## Problem to work on
Please write out the material below exactly as given.
--- begin Data supplied ---
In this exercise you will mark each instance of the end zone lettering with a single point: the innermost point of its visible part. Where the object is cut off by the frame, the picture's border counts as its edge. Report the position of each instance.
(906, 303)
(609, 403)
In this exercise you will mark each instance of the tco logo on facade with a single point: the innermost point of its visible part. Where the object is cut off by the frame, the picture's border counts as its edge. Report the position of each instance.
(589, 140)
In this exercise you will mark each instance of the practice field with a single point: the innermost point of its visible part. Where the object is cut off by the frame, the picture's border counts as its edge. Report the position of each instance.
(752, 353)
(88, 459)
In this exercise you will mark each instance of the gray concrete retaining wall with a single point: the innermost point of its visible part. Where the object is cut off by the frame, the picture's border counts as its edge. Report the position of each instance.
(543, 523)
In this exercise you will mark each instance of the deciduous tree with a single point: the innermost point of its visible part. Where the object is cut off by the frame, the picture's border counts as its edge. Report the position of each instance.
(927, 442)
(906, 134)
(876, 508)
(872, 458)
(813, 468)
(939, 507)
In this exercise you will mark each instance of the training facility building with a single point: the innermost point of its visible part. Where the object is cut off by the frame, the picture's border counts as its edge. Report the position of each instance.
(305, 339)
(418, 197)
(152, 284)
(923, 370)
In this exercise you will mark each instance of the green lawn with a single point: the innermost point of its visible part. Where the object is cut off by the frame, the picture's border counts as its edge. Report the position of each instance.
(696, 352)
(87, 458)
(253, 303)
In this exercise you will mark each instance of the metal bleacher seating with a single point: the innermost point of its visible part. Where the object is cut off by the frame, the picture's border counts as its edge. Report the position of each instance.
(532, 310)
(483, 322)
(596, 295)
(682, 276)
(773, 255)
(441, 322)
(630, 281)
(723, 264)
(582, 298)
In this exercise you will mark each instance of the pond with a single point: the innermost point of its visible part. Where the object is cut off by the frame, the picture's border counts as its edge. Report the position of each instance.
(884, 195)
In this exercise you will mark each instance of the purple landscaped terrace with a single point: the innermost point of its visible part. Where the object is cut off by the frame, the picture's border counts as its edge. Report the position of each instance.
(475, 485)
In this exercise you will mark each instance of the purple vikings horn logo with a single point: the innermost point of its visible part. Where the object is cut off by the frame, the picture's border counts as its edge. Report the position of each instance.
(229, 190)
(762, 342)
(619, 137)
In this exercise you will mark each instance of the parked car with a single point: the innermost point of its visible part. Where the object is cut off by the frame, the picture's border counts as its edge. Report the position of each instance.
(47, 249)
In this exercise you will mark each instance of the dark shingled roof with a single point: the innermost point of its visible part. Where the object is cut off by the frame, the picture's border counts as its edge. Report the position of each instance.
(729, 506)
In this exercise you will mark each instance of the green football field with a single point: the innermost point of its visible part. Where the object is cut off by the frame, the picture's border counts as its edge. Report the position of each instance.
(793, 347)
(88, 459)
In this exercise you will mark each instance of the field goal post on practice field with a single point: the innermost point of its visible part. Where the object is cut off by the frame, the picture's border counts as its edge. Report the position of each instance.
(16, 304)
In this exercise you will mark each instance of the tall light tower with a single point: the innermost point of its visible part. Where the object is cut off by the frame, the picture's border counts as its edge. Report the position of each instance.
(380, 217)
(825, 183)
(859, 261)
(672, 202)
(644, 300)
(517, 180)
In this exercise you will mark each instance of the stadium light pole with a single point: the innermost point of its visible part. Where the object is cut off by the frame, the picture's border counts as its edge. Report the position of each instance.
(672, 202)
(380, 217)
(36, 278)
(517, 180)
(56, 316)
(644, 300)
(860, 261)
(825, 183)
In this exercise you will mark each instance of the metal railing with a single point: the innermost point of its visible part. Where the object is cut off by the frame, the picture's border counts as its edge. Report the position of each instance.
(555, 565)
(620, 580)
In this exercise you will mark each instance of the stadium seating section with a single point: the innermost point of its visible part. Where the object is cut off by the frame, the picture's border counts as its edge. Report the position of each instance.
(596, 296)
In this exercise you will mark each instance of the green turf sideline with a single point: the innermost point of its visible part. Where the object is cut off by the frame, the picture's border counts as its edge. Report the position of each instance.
--- end Data supplied ---
## Response below
In this exercise you will mark each instance of the end zone lettering with a single point: the innermost point of its visible part. Where the object is cut off by the frame, the picture's border counts as its edge. Report the position of each instance.
(906, 303)
(609, 403)
In this exercise you will mark each instance of the tco logo on facade with a single point: the innermost point of its visible part. Where the object is cut off by the frame, the picture's border counts as its edge. Report the position of each instance.
(589, 140)
In this exercise you will mark each instance of the practice field with a single point: the innermost point of its visible part. Where the object is cut off by the frame, the picture's border counts as its edge. Report the position of each instance.
(752, 353)
(88, 459)
In this exercise you will mark each instance of the gray concrete retaining wall with a single point: the innermost point of its visible part. Where the object is cut off by the frame, the picture's border counts as its edge. Report the position of each instance.
(543, 523)
In this exercise you will mark each instance of the deciduous tree with a single point: the innermost point of its visible part. Where the object is cut off by the frame, the picture's border counts as its edge. Report the position of each instance.
(927, 442)
(906, 134)
(876, 508)
(872, 458)
(813, 468)
(939, 507)
In this exercise you will mark each instance of the training facility building with a single point: the innermost point of its visible part. Where the object is cut off by the frame, the picture's border counts as its edge. Report the position of each instance.
(305, 339)
(418, 197)
(152, 284)
(923, 370)
In this exercise you will mark each instance of the green lawn with a single point: the innermost point of its visible part. Where the object is cut off by the frame, the picture's border counts as its edge. Report the position of each instance.
(696, 352)
(87, 458)
(253, 303)
In this exercise you will mark each instance of the metal bleacher seating with a single point: the innermost point of its visible part. Where the object is cut off by the frame, the picture's border counts as its edge. Report the position of each instance.
(532, 310)
(483, 322)
(596, 295)
(682, 276)
(773, 255)
(441, 322)
(630, 281)
(723, 264)
(582, 298)
In this exercise you will mark each instance of the pond with a single point: the innermost point of its visible part. Where the object is cut off by the frame, the picture's border counts as its edge. Report the position of each instance.
(884, 195)
In this exercise you will mark each instance of the purple landscaped terrace with a single point: the innermost point of its visible part. Where the object is cut off by the frame, the picture's border counts as its edge. Report the position of each instance.
(475, 485)
In this exercise you will mark each instance of the purple vikings horn logo with a single point: the innermost point of its visible part. Where the object is cut off by the frame, the picture's border counts as its edge. Report the position of each instance.
(229, 190)
(762, 342)
(619, 137)
In this exercise you will mark each instance of the parked car with a single point: the innermost point of its visible part. Where the object is cut off by the frame, the picture's border counts as its edge. Report the position of each instance.
(47, 249)
In this exercise you will mark each instance of the dark shingled roof with a single point: the innermost point of its visible part. Where the object is cut off by the frame, the picture's border counts as its edge. Report the position of each instance.
(729, 506)
In this exercise you will mark each instance of the green football field with a single point: the innermost point of its visible part. Where the object is cut off by the frame, the picture's border counts as its edge. Report the position of each instance.
(793, 347)
(88, 459)
In this exercise you will mark each instance of the field goal post on practice field with a single point: the innermost point of its visible part. Where the object is cut off by the frame, the picture's border counts as its edge. Report the position of each instance.
(16, 304)
In this exercise you will mark each instance of the tall light tower with a single point: the innermost point of its visible part. Where the object is cut off by the frame, the picture's border counts as its edge. Report the position of each instance.
(380, 217)
(825, 183)
(859, 261)
(672, 202)
(644, 300)
(517, 180)
In this exercise you will mark each instance of the stadium light pole with a single point: the innermost point of its visible part. Where the object is cut off by the frame, the picture's border counts as its edge. Report the position of each instance.
(672, 202)
(380, 217)
(36, 278)
(517, 180)
(56, 316)
(644, 300)
(860, 261)
(825, 183)
In this exercise you will mark each instance of the metal railing with a single point: the innermost point of its visible part. Where the object is cut off by the frame, the picture's border counts as its edge. Report the position of each instance.
(555, 565)
(620, 580)
In this exercise you will mark each instance of the stadium seating section with a single point: the innermost point of its visible part. Where the object is cut off by the frame, the picture's border counts as its edge. Report the position of each instance.
(596, 296)
In this exercise you will mark each instance of the green turf sideline with a single point: the innermost point of its visible part. Where the object is cut off by the frame, the picture's border counts as its edge. Report the position of each instance.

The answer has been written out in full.